Pick out each line in the rows below that contains the string "every". Case matters.

[start Supplied records]

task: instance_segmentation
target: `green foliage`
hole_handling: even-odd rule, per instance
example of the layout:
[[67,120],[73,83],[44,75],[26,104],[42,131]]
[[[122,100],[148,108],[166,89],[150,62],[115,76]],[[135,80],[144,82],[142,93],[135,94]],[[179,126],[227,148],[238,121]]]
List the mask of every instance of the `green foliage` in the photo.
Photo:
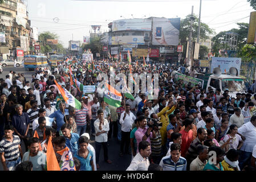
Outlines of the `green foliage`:
[[102,46],[100,43],[100,38],[96,37],[91,39],[91,42],[89,44],[82,46],[82,48],[83,51],[84,51],[84,49],[90,49],[92,53],[100,53]]
[[[189,38],[189,30],[190,29],[190,15],[186,16],[186,18],[181,21],[180,30],[180,39],[181,42],[186,41]],[[192,24],[192,41],[197,39],[197,32],[198,31],[198,18],[194,16],[194,20]],[[200,40],[205,40],[209,36],[214,34],[213,29],[208,25],[201,22],[200,24]]]
[[250,5],[251,5],[254,10],[256,10],[256,0],[247,0],[247,1],[250,2]]
[[199,48],[199,55],[201,59],[205,58],[205,55],[208,53],[208,48],[205,46],[200,46]]
[[59,53],[64,53],[66,52],[65,48],[63,46],[58,40],[58,44],[56,45],[51,44],[47,43],[47,39],[58,39],[59,36],[50,31],[46,31],[39,34],[38,36],[38,41],[42,42],[40,43],[41,45],[41,52],[43,53],[47,53],[49,52],[52,52],[52,49],[57,51]]

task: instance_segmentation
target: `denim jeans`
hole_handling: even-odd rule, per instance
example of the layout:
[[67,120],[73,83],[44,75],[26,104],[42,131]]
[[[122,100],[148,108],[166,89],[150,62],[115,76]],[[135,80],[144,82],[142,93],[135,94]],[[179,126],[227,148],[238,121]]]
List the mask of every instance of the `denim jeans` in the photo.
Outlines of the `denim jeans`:
[[19,158],[14,161],[6,161],[6,167],[9,171],[14,171],[16,166],[21,163],[21,159],[19,156]]
[[245,166],[250,164],[252,154],[252,152],[241,151],[241,154],[238,159],[238,165],[241,170],[243,169]]
[[95,133],[95,129],[94,128],[94,122],[96,121],[96,119],[92,119],[91,122],[91,127],[92,128],[92,134]]
[[107,142],[97,142],[95,141],[95,154],[96,154],[96,163],[99,164],[99,160],[100,159],[100,148],[101,148],[101,144],[103,146],[104,150],[104,160],[107,161],[108,160],[108,146]]
[[78,134],[79,135],[79,136],[81,136],[86,133],[87,126],[87,125],[82,126],[78,126]]
[[118,125],[118,131],[117,131],[117,139],[119,141],[121,141],[121,139],[122,139],[122,133],[121,133],[121,125],[119,123],[119,121],[117,121],[117,125]]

[end Supplied records]

» **Answer for this exercise**
List the mask of every instance of the `green foliage` in the photo.
List the mask of every instance of the `denim jeans` in the photo.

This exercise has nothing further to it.